▶ [Exercise material]:
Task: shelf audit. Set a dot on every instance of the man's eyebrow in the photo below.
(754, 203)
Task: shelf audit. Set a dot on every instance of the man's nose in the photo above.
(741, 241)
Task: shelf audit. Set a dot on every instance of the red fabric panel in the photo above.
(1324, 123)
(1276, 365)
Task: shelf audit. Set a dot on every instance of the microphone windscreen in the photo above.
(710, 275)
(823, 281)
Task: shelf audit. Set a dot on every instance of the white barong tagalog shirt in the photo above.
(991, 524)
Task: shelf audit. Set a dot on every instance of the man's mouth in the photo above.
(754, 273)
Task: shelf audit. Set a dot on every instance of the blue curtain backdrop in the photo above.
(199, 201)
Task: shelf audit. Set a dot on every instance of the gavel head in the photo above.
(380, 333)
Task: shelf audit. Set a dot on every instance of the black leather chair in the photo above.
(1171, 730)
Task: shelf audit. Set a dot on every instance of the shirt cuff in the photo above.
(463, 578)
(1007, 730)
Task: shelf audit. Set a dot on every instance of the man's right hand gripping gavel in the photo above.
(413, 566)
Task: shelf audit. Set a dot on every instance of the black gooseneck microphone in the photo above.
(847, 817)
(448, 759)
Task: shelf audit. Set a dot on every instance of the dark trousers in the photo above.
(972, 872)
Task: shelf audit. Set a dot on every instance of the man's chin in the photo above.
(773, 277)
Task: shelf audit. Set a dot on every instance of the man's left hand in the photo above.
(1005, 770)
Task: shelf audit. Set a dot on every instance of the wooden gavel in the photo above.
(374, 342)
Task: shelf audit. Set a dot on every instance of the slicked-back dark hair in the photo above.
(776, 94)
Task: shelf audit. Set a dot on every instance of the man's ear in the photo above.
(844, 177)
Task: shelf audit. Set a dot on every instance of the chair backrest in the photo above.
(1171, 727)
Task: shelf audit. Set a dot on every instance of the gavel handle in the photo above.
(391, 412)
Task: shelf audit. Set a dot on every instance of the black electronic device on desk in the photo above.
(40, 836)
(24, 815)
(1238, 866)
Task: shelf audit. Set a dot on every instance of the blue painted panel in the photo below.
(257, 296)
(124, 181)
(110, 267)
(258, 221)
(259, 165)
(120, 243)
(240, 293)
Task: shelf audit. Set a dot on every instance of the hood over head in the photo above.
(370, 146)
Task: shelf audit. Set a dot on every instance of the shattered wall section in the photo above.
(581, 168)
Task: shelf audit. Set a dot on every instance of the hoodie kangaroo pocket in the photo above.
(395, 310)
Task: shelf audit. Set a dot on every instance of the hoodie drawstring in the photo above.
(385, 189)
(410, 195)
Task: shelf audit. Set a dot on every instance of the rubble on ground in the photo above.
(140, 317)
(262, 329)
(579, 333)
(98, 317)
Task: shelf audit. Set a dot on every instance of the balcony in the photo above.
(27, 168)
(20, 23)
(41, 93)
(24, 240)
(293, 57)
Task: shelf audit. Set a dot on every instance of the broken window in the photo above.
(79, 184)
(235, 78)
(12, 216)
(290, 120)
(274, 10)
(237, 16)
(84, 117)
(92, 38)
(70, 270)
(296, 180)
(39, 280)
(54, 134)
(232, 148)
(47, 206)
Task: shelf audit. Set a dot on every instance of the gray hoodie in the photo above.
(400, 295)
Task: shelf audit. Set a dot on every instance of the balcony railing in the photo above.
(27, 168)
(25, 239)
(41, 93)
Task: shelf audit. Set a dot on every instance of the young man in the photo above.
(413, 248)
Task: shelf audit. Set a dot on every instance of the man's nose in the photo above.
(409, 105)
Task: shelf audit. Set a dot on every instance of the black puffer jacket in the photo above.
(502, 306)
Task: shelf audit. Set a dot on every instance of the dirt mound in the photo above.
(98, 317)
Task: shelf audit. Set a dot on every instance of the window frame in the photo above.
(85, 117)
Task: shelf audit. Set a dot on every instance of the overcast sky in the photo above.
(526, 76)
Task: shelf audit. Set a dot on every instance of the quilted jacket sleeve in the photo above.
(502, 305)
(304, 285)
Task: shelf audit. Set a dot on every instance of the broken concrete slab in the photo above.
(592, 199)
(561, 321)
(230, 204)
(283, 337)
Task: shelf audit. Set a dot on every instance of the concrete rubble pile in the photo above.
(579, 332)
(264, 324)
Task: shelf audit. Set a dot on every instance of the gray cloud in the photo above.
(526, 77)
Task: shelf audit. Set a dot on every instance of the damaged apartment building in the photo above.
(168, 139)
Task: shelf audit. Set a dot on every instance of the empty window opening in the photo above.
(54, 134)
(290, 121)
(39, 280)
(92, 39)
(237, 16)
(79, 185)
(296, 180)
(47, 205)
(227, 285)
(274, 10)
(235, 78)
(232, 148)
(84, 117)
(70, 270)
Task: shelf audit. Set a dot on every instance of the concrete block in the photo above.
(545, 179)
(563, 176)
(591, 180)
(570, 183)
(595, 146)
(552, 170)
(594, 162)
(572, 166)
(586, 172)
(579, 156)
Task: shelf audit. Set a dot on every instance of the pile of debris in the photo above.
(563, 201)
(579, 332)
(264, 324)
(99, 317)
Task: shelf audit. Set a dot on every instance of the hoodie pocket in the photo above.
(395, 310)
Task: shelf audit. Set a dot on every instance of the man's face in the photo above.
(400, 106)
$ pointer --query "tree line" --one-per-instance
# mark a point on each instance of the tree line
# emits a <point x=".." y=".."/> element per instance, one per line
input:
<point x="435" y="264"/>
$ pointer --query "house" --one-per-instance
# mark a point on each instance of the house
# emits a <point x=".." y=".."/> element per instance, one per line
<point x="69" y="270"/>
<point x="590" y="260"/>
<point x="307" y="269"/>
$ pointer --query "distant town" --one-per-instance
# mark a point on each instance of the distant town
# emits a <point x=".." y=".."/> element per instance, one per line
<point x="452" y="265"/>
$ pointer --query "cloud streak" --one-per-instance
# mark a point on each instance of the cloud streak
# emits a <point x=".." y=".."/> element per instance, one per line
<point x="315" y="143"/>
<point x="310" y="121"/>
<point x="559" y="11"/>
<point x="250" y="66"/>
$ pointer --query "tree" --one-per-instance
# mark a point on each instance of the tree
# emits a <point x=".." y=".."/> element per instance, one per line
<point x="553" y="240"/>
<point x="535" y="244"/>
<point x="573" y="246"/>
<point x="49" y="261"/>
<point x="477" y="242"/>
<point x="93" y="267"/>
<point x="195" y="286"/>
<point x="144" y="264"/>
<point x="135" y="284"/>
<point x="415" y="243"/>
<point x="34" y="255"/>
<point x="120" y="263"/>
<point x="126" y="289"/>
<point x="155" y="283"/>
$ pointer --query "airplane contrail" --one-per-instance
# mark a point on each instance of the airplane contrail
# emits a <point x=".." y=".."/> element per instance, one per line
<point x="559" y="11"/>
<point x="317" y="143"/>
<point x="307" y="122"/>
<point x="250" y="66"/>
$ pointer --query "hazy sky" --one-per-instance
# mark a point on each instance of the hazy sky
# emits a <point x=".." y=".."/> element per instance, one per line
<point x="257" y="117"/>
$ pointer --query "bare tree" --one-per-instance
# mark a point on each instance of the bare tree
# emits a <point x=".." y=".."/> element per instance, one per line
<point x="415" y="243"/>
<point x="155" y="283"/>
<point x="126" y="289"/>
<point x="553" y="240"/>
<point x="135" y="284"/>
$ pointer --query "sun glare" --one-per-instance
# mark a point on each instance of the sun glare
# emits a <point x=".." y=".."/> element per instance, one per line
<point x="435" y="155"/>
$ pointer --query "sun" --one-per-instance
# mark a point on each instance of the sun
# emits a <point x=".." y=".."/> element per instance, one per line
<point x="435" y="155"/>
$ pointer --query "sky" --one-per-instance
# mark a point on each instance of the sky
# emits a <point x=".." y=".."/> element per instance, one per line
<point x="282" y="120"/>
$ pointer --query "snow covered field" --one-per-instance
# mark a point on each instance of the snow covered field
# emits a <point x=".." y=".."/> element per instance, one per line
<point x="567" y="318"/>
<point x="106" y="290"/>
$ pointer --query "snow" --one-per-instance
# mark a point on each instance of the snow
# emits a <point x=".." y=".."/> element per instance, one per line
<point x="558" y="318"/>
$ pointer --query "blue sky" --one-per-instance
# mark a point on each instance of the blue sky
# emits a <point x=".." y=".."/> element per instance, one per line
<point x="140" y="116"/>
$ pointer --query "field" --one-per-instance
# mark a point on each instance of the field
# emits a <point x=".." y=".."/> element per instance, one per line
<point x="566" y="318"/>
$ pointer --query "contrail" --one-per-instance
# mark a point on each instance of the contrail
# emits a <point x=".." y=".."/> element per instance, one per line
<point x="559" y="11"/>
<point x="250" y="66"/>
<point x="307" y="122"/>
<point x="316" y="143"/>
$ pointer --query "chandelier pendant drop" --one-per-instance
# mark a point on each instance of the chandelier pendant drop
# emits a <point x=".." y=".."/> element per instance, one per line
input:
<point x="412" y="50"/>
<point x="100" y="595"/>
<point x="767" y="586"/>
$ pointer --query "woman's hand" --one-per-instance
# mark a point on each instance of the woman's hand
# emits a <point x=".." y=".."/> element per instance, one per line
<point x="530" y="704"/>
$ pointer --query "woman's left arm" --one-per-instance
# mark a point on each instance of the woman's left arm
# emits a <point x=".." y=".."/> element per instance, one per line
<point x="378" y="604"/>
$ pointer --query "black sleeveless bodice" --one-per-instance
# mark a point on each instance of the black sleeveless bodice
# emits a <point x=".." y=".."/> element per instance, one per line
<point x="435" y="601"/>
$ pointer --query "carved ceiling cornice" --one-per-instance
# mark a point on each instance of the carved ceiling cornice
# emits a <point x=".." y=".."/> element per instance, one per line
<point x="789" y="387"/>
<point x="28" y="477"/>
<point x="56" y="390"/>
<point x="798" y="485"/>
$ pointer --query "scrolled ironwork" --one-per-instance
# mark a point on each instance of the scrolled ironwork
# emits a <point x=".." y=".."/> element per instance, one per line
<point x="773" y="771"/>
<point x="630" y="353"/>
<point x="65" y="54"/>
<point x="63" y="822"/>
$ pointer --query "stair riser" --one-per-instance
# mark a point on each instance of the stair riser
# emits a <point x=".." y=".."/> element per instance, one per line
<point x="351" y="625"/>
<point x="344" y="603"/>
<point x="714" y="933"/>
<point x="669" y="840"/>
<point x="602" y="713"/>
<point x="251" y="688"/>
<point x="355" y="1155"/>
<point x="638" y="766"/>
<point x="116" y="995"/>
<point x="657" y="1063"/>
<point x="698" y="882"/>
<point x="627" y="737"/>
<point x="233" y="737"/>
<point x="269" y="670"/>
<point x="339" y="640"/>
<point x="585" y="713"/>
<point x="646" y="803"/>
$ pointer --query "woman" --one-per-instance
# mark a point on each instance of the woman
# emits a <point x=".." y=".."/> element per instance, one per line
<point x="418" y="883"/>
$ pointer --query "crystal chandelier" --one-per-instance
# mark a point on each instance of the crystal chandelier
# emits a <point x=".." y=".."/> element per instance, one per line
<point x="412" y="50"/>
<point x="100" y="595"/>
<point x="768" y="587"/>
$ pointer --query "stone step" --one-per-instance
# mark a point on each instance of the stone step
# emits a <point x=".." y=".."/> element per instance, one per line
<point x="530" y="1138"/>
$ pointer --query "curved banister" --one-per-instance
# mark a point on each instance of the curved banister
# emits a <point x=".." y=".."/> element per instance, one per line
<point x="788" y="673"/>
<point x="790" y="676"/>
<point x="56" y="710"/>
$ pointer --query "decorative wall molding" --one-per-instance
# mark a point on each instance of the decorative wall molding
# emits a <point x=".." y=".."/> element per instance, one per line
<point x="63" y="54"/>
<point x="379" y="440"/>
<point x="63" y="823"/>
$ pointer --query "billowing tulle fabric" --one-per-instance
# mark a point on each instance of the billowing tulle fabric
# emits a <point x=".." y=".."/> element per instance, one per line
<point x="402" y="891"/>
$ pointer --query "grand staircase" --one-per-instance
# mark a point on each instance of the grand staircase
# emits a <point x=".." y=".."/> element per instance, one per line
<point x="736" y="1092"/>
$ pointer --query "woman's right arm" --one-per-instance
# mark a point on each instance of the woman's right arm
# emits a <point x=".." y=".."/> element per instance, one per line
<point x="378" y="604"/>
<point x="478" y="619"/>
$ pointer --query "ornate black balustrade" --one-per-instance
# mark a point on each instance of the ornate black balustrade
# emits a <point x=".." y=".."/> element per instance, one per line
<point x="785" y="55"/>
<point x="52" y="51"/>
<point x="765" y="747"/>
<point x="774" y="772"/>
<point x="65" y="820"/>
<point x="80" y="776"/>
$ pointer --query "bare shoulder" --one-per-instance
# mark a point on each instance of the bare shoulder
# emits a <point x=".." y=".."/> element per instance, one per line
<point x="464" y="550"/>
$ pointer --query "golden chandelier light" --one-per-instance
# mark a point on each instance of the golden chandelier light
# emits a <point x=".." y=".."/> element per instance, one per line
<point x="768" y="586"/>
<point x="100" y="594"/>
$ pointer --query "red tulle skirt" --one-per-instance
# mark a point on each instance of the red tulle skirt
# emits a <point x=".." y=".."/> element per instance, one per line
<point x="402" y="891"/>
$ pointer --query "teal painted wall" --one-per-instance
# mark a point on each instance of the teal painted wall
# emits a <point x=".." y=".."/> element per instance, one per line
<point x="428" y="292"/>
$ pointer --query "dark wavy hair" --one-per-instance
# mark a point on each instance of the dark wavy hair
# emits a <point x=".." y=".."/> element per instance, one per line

▶ [Activity]: Copy out every line in the records where the word "cornice" is found.

▶ [Result for this task]:
$ pointer --query "carved ceiling cornice" --one-per-instance
# mark a point on each instance of the carved ceiling cornice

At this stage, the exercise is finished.